(Beginning of Document passage)

Newman trained at London law firm SJ Berwin. Newman was the first Black woman to be awarded a training contract at the firm and was initially one of only two black trainees and solicitors. In 2004 a senior partner in the firm called her a “black sheep”. Newman raised the matter with the firm’s management and was able to secure their commitment to introduce diversity policies and training.

=== The Law Society of England and Wales ===
Starting in 2002 Newman served seven years on the Council and has chaired several of the Law Society's committees. Starting in 2003 for five years she chaired the Equality and Diversity Committee. In 2014 she was elected as the inaugural chair of the Ethnic Minority Lawyers’ Division Committee. During this time, she also represented the society on the Institute of Chartered Accountants in England and Wales Investigative Committee, ensuring that issues around diversity were central to investigations. In 2019 she was appointed to the board of the Law Society.

(End of Document passage)
(Beginning of Dataset content)

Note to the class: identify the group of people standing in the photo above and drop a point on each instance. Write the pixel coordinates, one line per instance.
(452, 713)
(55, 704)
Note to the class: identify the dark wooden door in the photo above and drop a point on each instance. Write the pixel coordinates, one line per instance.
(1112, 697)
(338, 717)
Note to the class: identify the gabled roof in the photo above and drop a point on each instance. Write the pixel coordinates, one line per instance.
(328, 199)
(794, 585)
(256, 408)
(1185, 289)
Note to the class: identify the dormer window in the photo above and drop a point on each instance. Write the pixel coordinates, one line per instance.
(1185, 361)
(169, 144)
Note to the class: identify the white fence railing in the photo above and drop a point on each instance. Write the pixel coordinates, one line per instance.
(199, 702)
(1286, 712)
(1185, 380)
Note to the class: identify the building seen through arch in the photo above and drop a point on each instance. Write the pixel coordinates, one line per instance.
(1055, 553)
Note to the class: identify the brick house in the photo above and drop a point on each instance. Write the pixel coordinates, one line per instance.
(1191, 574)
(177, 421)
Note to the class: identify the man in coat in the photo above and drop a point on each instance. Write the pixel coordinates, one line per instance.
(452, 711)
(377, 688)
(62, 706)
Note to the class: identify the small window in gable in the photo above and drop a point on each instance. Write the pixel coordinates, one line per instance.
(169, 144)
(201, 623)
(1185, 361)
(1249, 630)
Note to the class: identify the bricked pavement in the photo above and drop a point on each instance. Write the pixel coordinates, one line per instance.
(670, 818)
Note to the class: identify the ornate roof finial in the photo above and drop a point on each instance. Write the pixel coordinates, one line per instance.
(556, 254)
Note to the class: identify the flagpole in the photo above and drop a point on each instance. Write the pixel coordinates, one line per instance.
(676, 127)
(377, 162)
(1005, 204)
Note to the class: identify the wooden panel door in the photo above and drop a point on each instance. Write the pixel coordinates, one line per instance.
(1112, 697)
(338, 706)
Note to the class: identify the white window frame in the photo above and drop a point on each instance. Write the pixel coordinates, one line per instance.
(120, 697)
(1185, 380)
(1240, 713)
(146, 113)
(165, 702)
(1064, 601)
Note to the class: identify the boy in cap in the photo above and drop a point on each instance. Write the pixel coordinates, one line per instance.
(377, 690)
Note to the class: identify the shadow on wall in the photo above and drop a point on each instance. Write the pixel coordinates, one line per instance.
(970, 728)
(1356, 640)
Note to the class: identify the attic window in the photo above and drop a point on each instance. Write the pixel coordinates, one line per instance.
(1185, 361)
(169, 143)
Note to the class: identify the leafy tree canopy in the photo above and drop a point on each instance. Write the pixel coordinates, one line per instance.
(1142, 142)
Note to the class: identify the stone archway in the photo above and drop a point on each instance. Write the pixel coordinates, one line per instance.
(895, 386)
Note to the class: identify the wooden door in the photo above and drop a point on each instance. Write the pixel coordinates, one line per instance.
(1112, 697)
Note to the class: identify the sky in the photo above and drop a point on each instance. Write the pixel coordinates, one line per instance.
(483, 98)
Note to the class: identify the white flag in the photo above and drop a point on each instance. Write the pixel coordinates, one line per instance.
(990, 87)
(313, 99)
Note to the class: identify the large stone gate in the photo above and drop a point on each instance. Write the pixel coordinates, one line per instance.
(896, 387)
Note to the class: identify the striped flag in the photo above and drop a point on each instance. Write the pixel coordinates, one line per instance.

(End of Dataset content)
(Beginning of Dataset content)

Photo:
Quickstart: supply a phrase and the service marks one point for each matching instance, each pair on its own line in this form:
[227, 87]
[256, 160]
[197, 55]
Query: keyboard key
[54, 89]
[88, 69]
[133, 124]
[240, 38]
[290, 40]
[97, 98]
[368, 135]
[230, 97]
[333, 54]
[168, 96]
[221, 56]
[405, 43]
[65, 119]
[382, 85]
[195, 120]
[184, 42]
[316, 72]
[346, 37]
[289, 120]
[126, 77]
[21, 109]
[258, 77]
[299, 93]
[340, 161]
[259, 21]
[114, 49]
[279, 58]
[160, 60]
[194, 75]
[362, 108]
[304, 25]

(End of Dataset content)

* What this exercise asks
(1) In the passage about Newman's legal career, which committee was she elected to chair as its first chair in 2014?
(2) Pick up the passage about Newman's legal career where it stops and keep writing it.

* Per-task answers
(1) The Ethnic Minority Lawyers' Division Committee.

(2)
=== The African Women Lawyer's Association (AWLA) ===
Founded by Newman in 2014, the AWLA seeks to assist and empower women of African descent who want to enter the legal profession or advance their current legal career. Its ultimate goal is to combat what Newman describes as the ‘double discrimination’ of sexism and racism that black women often face in the legal profession. Some of the AWLA's services include liaison with the Law Societies and Bar Councils, attendance of the Law Society Black and Minority Ethnic and Women’s divisions meetings, research for members, advice, workshops and seminars on a range of issues including legislative change, the ability to network with other BAME lawyers and assistance to members who are victims of injustice. Newman currently serves as a Director of the association.

=== Business Ventures ===
Newman founded her business Lawdacity in 2006, a training and consultancy firm that coaches solicitors, barristers, judges, lawyers and legal executives. This was incorporated in 2010. She has authored a series of books including Legal Gold for Coaches: How to Sell and Deliver Coaching, Training, and Consulting Services to Lawyers, and features in Love Unboxed, an anthology published in 2017.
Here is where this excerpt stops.